* ACTIVITY
Find every line below where the string "truck" shows up, and copy those lines.

* GIVEN DATA
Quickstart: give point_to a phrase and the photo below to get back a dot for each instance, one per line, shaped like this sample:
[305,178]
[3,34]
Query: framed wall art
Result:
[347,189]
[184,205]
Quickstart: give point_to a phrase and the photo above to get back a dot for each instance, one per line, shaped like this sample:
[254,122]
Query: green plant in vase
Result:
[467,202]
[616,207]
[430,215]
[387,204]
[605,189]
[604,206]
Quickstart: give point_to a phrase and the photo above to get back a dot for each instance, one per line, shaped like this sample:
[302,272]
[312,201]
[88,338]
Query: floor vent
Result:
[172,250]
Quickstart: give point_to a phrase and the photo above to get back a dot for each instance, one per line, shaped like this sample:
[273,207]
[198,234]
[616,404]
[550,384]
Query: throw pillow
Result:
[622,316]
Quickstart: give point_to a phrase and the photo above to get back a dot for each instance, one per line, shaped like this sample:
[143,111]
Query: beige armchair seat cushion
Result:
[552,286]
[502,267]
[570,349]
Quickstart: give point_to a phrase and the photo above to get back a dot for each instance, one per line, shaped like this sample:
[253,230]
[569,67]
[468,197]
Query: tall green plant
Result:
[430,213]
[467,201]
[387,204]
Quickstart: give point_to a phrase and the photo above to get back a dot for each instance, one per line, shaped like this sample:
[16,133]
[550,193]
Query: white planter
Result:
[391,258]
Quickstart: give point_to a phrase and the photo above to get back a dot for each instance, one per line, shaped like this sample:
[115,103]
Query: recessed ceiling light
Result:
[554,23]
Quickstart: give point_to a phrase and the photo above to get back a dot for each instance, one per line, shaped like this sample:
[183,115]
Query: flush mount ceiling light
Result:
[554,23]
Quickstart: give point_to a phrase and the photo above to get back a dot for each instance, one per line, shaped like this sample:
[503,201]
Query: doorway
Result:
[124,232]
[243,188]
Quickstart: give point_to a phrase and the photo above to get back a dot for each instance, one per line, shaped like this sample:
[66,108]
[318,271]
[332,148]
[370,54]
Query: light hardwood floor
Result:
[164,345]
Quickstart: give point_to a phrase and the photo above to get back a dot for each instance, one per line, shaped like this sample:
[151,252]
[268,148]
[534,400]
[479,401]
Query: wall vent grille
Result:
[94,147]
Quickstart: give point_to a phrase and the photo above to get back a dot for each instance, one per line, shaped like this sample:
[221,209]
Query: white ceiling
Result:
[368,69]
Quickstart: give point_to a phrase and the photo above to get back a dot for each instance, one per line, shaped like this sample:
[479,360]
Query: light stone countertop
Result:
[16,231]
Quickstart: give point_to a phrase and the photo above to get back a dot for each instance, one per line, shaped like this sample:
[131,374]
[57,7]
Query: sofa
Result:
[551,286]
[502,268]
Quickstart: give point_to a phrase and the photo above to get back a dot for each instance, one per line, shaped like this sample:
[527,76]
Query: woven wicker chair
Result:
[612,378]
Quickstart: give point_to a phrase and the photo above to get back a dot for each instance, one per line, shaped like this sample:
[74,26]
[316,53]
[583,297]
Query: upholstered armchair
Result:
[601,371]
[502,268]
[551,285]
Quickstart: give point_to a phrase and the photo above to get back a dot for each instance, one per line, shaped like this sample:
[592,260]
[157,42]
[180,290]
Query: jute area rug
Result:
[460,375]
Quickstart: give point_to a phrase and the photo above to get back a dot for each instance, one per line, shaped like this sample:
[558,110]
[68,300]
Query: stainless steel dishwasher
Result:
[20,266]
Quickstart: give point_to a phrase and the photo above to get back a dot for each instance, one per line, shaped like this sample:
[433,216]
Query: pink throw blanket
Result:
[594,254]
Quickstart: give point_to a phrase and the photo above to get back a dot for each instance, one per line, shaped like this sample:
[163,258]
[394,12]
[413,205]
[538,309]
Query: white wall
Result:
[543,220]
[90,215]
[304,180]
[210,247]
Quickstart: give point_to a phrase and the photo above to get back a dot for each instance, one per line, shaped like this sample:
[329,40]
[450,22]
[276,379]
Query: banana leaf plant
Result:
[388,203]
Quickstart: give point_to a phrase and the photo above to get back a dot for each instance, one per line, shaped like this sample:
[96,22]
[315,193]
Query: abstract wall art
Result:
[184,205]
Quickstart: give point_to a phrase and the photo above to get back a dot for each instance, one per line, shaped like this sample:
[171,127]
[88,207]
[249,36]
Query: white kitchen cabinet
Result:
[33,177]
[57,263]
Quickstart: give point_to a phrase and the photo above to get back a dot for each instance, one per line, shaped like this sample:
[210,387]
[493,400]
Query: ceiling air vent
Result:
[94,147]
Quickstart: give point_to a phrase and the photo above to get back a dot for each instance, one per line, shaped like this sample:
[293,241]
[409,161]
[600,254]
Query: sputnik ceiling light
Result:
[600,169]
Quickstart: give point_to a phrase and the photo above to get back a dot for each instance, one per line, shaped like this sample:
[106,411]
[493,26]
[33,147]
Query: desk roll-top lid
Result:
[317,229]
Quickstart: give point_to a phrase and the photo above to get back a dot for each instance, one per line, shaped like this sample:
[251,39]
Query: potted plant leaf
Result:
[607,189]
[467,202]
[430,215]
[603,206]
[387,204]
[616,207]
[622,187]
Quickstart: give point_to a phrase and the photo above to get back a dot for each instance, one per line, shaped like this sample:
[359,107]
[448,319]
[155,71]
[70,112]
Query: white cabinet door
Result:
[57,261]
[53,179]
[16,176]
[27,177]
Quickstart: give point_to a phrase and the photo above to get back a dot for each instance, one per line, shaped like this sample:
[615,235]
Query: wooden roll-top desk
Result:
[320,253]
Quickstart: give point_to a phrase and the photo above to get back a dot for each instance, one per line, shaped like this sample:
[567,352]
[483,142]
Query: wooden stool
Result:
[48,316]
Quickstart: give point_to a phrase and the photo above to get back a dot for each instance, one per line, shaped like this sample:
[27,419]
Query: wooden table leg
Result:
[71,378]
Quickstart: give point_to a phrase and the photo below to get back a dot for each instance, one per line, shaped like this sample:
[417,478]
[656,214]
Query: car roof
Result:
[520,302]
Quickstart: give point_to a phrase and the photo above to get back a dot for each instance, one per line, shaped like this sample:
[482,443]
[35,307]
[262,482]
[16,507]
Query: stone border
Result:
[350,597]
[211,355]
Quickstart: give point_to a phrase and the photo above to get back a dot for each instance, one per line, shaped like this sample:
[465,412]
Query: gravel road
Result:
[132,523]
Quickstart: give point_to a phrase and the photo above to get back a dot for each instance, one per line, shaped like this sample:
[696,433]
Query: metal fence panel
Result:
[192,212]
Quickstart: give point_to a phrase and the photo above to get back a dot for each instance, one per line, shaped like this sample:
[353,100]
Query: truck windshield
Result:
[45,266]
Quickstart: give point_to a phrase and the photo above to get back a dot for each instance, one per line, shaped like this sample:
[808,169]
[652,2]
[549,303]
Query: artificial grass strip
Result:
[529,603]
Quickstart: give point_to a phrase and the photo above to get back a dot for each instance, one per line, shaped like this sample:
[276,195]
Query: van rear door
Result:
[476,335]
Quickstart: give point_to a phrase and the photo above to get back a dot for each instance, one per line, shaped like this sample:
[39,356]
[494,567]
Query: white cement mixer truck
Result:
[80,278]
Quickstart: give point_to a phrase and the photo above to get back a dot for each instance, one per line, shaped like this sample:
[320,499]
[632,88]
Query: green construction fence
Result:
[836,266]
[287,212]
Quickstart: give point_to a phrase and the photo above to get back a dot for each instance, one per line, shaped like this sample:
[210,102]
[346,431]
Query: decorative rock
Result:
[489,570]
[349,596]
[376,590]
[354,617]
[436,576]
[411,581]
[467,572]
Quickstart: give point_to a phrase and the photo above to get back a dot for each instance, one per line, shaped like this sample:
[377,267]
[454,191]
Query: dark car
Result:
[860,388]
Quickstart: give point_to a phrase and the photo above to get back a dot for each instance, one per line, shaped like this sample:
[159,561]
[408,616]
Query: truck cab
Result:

* FINAL ANSWER
Query: truck windshield
Query: white cement mixer truck
Query: truck cab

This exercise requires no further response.